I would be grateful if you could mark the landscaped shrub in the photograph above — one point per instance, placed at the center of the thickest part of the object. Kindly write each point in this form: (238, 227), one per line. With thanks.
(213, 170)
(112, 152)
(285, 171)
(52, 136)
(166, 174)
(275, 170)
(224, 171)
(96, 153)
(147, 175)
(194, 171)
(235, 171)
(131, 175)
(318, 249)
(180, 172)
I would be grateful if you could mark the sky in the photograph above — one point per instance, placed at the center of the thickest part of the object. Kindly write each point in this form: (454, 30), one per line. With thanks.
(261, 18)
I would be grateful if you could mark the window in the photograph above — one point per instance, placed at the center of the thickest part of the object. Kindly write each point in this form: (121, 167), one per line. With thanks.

■ ■ ■ ■

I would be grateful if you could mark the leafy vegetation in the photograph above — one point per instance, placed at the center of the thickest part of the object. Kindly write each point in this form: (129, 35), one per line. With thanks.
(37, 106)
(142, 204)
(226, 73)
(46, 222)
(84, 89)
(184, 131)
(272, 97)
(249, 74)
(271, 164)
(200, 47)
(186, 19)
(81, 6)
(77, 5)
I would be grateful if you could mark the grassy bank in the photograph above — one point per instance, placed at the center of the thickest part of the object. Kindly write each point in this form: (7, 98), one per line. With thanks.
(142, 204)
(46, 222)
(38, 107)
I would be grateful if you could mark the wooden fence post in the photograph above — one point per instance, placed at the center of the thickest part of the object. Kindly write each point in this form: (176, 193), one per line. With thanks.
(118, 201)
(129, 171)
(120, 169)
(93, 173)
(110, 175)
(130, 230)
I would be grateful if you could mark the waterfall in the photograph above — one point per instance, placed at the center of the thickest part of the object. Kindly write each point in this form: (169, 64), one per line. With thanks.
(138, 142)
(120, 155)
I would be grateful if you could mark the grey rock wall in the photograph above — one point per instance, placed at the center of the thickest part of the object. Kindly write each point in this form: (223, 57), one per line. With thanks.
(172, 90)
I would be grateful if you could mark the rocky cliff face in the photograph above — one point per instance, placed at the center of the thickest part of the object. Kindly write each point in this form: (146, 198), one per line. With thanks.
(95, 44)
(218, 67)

■ ■ ■ ■

:: Task directions ::
Retype the entries above exactly, but only from the line containing "I would be grateful if you could mark the sky" through the line containing "I would be grateful if you could mark the window", both included.

:: Written solution ::
I would be grateful if you could mark the sky in the photograph above — one point per instance, placed at the center of the thickest part of the object. Kindly write each point in this form: (454, 30), one per line. With thanks.
(261, 18)
I would be grateful if you could mark the window in the photograph above — one point per instance, placed at the center of the thickest part of the object. Kindly write each point in this form: (121, 167), one per line. With thanks.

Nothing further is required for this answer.